The script does not have control over the content of environment variables at the moment it starts executing. An adversary can modify the path to point to a Trojan version of the program that is being called or the file that is being included. This is an easy way for attackers to get hostile code running on the system.

Some sites restrict access to content based on the link from which the user arrived. They use the $HTTP_REFERER variable to determine this. But since the information comes from the browser, there is nothing to stop the user from assigning it an arbitrary value. Such forms of “authentication” are very unreliable.

The most direct illustration of damage inflicted by unvalidated user input is probably the execution of external programs with user-specified names or arguments.

Even if the information does not come from the user, environment variables still cannot be trusted. On most Unix systems, the environment variables are stored at the bottom of the system stack. Now, PHP does its own automatic dynamic memory management, so there isn’t really a risk of buffer overflows in PHP scripts. But an attacker can still exploit some other piece of software that is running on the server to gain access to the stack. Because of the way the stack is structured, they can now overwrite the values of environment variables. Consequently, the PHP script that blindly relies on those variables is no longer secure.

....

--- Instructions for the task ---
Write out the security text from "The script does" through "names or arguments.", substituting "client" for "browser".

....

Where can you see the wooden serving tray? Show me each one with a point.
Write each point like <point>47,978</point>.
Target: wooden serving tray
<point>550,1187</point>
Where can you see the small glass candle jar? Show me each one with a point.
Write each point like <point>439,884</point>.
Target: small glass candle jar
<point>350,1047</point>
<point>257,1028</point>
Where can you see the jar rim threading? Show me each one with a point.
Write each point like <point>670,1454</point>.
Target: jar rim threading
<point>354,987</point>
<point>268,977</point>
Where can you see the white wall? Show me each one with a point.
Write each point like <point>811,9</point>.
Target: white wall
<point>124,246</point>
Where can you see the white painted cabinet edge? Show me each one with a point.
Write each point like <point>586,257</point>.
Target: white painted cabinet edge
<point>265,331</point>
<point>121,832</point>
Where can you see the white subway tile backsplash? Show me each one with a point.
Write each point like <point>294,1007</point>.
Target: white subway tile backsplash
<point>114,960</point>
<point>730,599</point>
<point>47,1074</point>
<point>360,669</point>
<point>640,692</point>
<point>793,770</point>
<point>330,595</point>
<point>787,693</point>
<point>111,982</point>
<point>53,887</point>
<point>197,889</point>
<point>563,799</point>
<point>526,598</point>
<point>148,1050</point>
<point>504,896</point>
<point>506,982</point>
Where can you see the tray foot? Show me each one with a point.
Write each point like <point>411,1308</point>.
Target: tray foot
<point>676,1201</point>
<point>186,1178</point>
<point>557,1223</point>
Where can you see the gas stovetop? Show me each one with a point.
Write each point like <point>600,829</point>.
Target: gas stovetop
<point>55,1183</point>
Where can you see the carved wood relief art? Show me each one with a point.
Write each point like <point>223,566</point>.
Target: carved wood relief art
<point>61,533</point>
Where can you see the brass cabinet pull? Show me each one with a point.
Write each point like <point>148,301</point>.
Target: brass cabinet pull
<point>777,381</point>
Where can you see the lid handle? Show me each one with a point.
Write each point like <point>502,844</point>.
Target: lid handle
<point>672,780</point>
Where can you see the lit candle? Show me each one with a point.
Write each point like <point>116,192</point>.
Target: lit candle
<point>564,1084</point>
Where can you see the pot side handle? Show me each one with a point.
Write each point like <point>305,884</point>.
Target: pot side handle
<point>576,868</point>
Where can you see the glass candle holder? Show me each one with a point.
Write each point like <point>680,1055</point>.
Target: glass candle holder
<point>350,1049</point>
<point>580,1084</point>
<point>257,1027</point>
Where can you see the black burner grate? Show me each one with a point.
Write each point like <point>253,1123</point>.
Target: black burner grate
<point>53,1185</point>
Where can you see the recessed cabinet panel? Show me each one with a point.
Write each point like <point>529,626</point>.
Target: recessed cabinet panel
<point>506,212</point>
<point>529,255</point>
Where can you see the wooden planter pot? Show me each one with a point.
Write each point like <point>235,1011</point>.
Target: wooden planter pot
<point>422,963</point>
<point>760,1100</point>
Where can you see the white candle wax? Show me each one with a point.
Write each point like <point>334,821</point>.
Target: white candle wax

....

--- Exercise answer ---
The script does not have control over the content of environment variables at the moment it starts executing. An adversary can modify the path to point to a Trojan version of the program that is being called or the file that is being included. This is an easy way for attackers to get hostile code running on the system.

Some sites restrict access to content based on the link from which the user arrived. They use the $HTTP_REFERER variable to determine this. But since the information comes from the client, there is nothing to stop the user from assigning it an arbitrary value. Such forms of “authentication” are very unreliable.

The most direct illustration of damage inflicted by unvalidated user input is probably the execution of external programs with user-specified names or arguments.